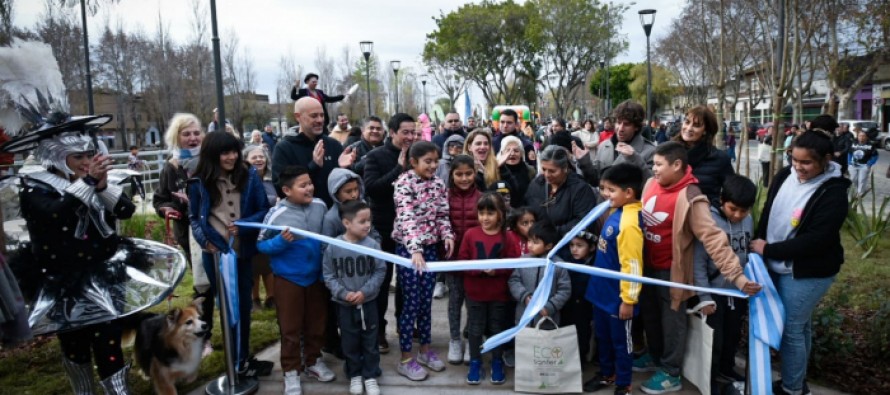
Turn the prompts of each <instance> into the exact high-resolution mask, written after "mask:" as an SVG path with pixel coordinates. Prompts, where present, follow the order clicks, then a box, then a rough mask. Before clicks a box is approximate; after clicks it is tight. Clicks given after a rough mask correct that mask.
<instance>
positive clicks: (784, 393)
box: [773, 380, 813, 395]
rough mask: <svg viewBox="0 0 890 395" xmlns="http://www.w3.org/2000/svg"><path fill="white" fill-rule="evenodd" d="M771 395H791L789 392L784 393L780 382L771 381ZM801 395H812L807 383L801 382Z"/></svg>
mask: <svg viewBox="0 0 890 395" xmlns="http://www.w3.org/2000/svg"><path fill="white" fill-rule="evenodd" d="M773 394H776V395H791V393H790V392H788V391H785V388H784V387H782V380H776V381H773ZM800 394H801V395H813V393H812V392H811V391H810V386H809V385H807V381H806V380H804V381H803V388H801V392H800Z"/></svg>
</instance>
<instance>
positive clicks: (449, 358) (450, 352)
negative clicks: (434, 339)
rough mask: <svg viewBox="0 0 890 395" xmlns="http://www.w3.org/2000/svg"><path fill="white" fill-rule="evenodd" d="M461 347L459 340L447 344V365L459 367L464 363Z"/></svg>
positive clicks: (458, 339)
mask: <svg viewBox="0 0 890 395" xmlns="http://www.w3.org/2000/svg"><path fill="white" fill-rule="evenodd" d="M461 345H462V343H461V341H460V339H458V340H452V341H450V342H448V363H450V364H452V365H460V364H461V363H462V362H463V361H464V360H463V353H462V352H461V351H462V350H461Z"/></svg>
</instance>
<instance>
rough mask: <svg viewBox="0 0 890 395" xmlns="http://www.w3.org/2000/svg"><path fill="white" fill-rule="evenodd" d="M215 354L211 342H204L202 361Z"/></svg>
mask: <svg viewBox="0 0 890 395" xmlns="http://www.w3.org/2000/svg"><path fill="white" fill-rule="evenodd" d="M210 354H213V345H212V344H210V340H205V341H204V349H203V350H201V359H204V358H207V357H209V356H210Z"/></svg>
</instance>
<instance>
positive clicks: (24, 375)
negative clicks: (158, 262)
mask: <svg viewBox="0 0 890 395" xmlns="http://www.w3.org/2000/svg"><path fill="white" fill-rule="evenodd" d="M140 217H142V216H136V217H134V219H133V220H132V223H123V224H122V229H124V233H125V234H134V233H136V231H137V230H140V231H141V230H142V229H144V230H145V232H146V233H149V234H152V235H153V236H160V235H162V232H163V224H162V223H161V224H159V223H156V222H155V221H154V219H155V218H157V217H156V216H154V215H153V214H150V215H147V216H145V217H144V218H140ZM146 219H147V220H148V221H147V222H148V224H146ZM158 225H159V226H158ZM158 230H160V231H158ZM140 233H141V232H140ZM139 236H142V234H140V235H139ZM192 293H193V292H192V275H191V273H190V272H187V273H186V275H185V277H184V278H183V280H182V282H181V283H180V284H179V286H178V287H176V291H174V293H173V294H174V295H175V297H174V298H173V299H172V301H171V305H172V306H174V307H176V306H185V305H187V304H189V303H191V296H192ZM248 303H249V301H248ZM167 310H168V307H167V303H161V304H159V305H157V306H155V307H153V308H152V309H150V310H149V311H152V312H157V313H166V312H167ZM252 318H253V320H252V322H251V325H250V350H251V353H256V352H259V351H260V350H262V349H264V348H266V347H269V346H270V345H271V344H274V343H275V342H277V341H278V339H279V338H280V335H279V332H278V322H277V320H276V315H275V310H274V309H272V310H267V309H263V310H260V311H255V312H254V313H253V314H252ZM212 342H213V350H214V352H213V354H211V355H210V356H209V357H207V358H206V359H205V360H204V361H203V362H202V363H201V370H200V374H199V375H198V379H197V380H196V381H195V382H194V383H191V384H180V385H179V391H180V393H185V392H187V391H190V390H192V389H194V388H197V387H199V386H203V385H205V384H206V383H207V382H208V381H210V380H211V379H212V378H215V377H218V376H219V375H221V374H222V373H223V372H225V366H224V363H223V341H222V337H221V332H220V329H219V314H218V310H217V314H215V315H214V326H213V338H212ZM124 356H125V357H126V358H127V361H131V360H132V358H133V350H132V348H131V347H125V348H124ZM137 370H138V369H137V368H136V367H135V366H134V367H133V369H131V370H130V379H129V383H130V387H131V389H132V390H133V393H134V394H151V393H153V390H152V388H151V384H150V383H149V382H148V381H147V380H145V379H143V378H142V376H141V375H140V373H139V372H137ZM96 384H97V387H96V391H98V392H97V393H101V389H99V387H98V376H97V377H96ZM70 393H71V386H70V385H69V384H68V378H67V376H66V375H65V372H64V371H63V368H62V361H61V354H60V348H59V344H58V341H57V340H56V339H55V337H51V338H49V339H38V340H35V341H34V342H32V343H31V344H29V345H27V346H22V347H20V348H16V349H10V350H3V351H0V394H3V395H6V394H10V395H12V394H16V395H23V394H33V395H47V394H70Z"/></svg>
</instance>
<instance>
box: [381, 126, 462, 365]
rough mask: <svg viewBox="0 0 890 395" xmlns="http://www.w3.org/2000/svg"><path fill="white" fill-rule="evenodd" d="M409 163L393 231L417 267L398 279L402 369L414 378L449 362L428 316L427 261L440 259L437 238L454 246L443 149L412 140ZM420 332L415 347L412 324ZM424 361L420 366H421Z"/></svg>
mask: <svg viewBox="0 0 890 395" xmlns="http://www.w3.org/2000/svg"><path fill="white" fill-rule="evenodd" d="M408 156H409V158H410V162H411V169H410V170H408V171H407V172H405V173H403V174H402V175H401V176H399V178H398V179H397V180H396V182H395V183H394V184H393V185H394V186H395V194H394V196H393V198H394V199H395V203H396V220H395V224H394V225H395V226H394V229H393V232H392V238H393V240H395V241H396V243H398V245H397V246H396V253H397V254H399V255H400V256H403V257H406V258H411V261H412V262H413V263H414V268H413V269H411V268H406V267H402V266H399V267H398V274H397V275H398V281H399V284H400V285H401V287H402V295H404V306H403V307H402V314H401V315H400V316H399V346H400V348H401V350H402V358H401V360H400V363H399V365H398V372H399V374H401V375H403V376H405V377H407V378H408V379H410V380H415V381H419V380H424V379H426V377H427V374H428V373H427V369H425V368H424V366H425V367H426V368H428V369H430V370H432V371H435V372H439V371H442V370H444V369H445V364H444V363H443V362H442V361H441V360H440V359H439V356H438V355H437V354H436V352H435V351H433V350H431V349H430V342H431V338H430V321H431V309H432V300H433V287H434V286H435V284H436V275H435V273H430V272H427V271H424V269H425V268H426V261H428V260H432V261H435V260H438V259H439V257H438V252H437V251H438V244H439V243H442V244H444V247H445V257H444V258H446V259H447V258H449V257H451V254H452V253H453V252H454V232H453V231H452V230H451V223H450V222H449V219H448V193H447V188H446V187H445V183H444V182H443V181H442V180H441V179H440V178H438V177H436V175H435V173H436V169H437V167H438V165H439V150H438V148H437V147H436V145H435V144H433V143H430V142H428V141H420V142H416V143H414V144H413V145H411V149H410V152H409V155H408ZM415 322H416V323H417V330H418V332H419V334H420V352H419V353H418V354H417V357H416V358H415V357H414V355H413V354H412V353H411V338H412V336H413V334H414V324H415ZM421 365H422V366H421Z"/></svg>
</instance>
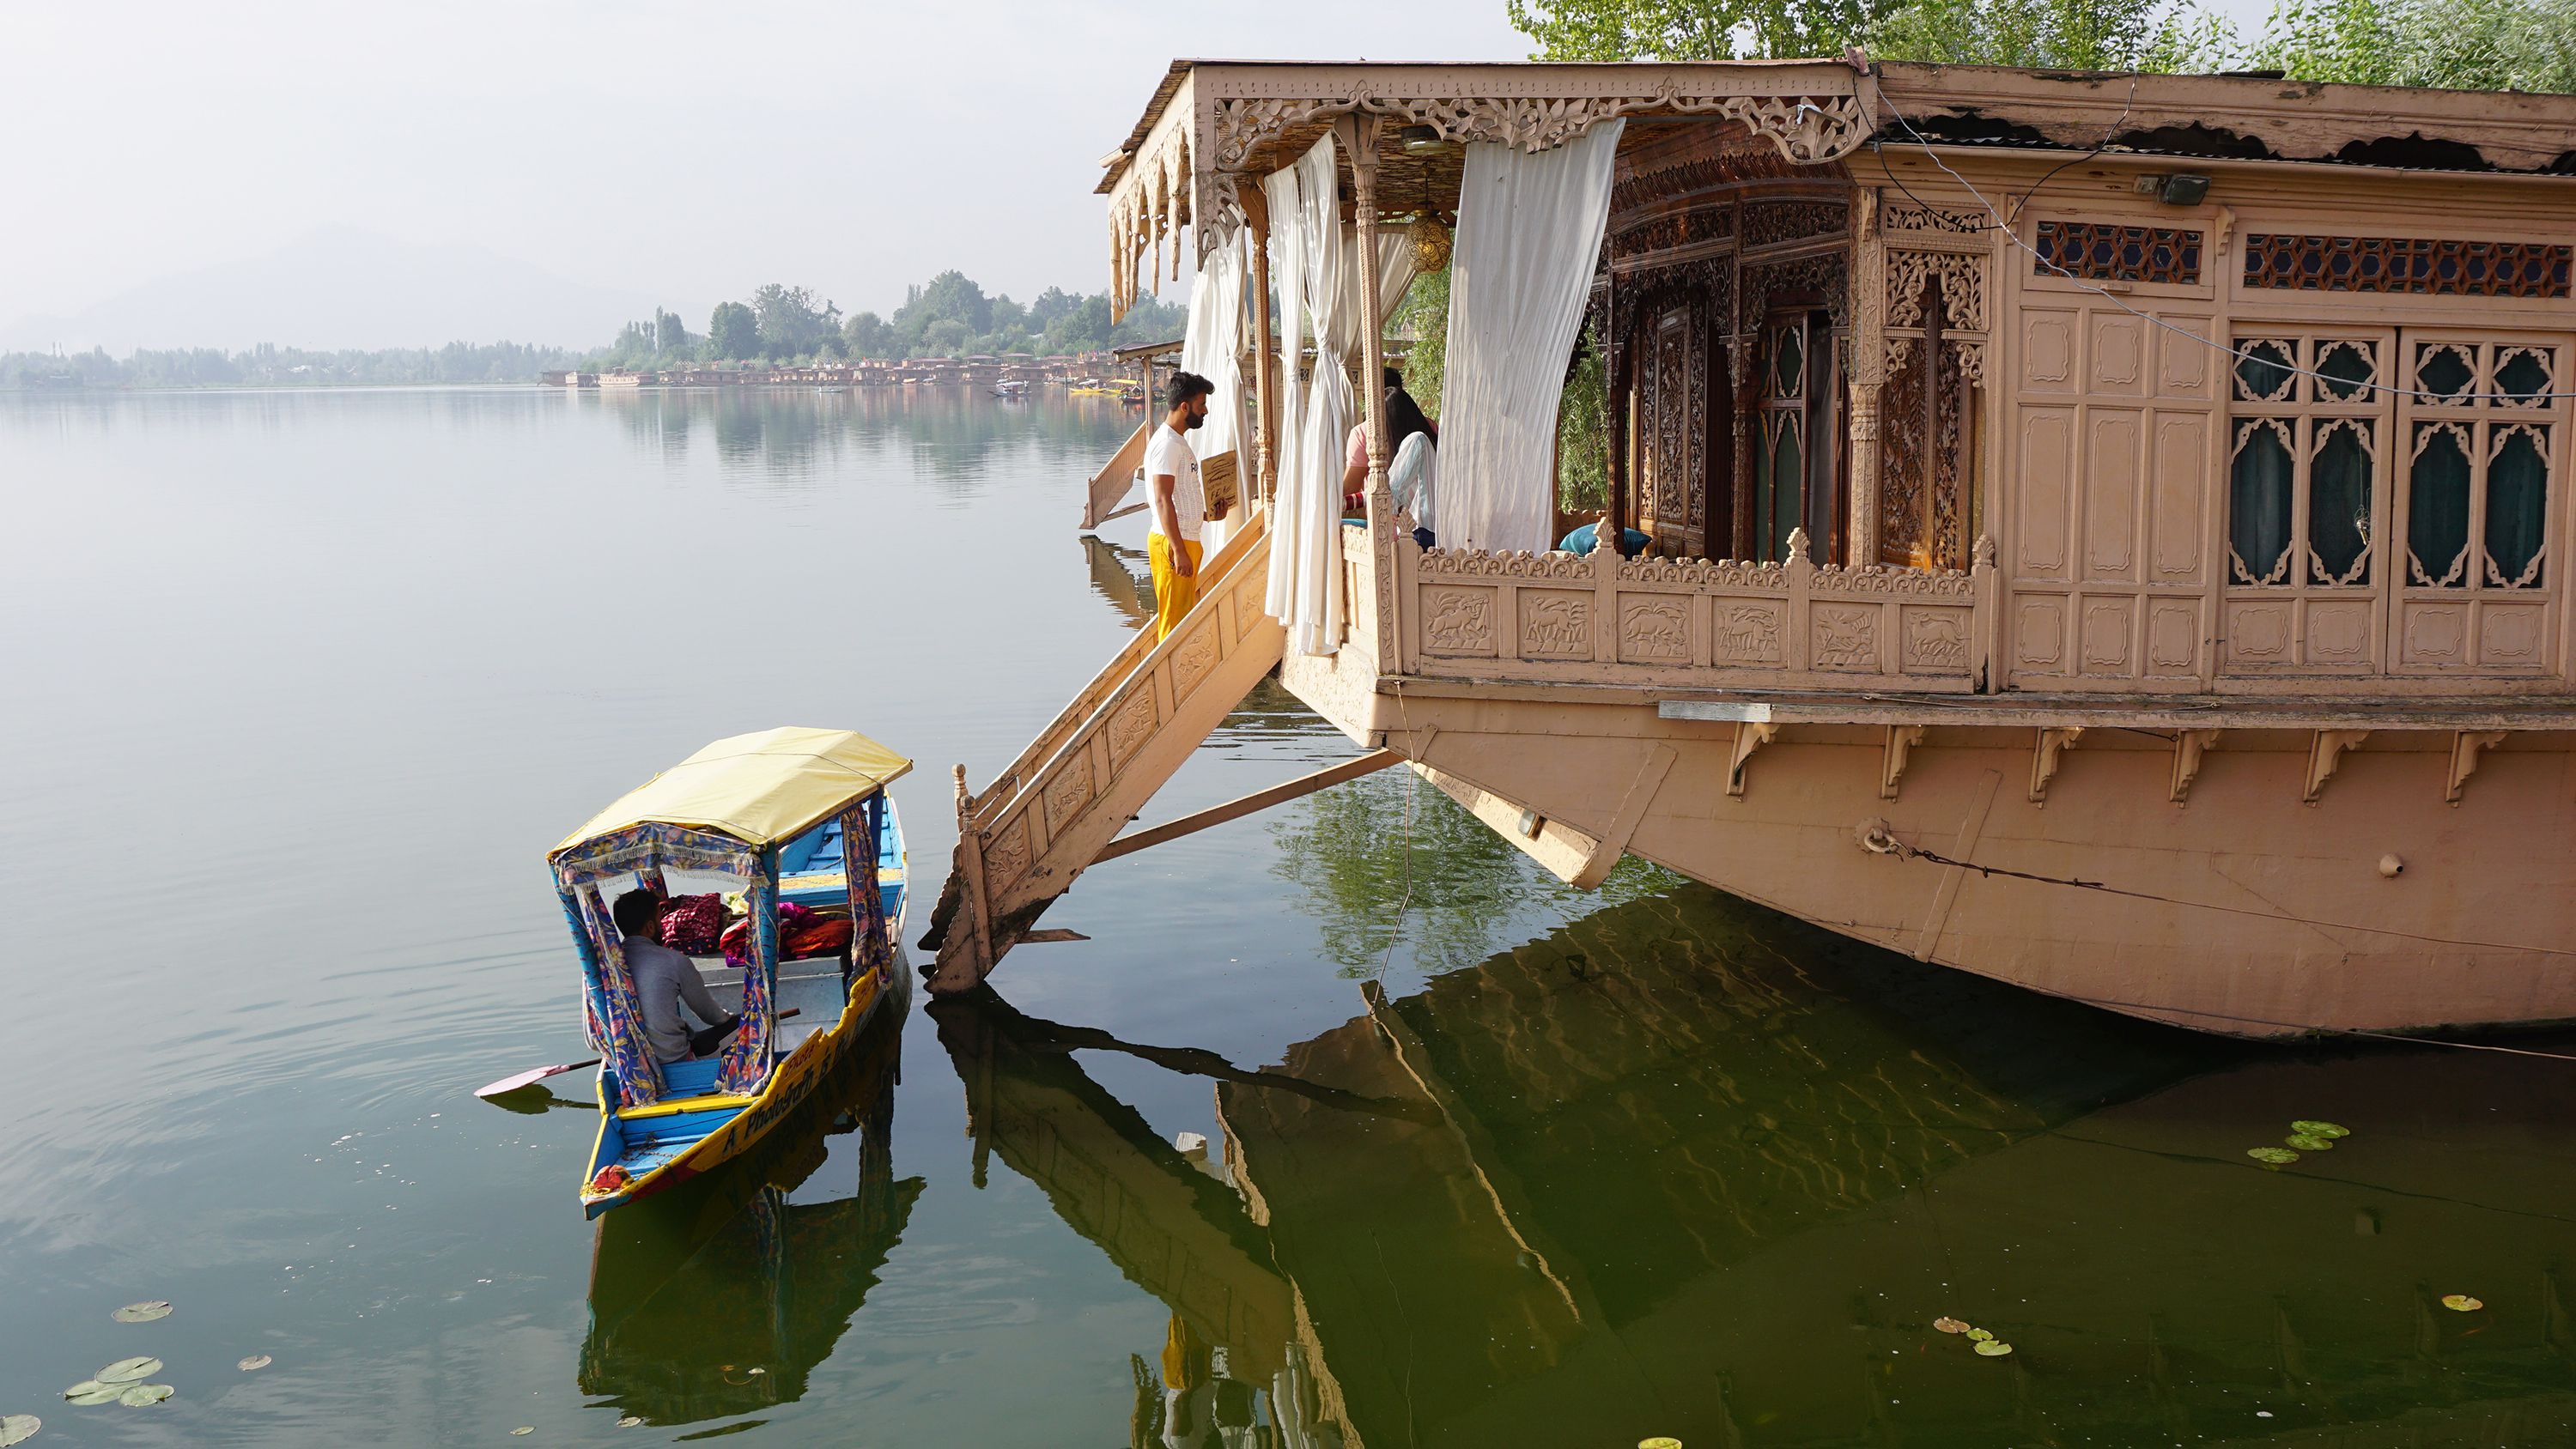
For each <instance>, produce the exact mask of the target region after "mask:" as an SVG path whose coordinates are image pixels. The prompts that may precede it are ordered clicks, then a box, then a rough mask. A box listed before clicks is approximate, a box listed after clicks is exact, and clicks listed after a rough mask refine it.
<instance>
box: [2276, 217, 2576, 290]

+ + + +

EXERCISE DIRECTIONS
For this exercise, please output exactly the lines above starting at the line with "395H791L789 392L784 393L780" and ending at the line with "positive clicks: (24, 375)", ends included.

FINISHED TASK
rough mask: <svg viewBox="0 0 890 395" xmlns="http://www.w3.org/2000/svg"><path fill="white" fill-rule="evenodd" d="M771 395H791L789 392L784 393L780 382L771 381ZM801 395H812L807 383L801 382Z"/></svg>
mask: <svg viewBox="0 0 890 395" xmlns="http://www.w3.org/2000/svg"><path fill="white" fill-rule="evenodd" d="M773 394H776V395H791V393H790V392H788V391H785V388H784V387H782V380H776V381H773ZM800 394H801V395H813V393H812V392H811V391H810V386H809V385H807V381H806V380H804V381H803V388H801V392H800Z"/></svg>
</instance>
<instance>
positive clicks: (449, 358) (450, 352)
negative clicks: (434, 339)
rough mask: <svg viewBox="0 0 890 395" xmlns="http://www.w3.org/2000/svg"><path fill="white" fill-rule="evenodd" d="M461 347L459 340L447 344V365L459 367L464 363Z"/></svg>
positive clicks: (458, 339)
mask: <svg viewBox="0 0 890 395" xmlns="http://www.w3.org/2000/svg"><path fill="white" fill-rule="evenodd" d="M461 345H462V343H461V341H460V339H458V340H452V341H450V342H448V363H450V364H452V365H460V364H461V363H462V362H463V361H464V360H463V353H462V352H461V351H462V350H461Z"/></svg>
</instance>
<instance>
rough mask: <svg viewBox="0 0 890 395" xmlns="http://www.w3.org/2000/svg"><path fill="white" fill-rule="evenodd" d="M215 354L211 342H204L202 361Z"/></svg>
mask: <svg viewBox="0 0 890 395" xmlns="http://www.w3.org/2000/svg"><path fill="white" fill-rule="evenodd" d="M210 354H213V345H212V344H210V340H205V341H204V349H203V350H201V359H204V358H207V357H209V356H210Z"/></svg>
</instance>
<instance>
positive clicks: (24, 375)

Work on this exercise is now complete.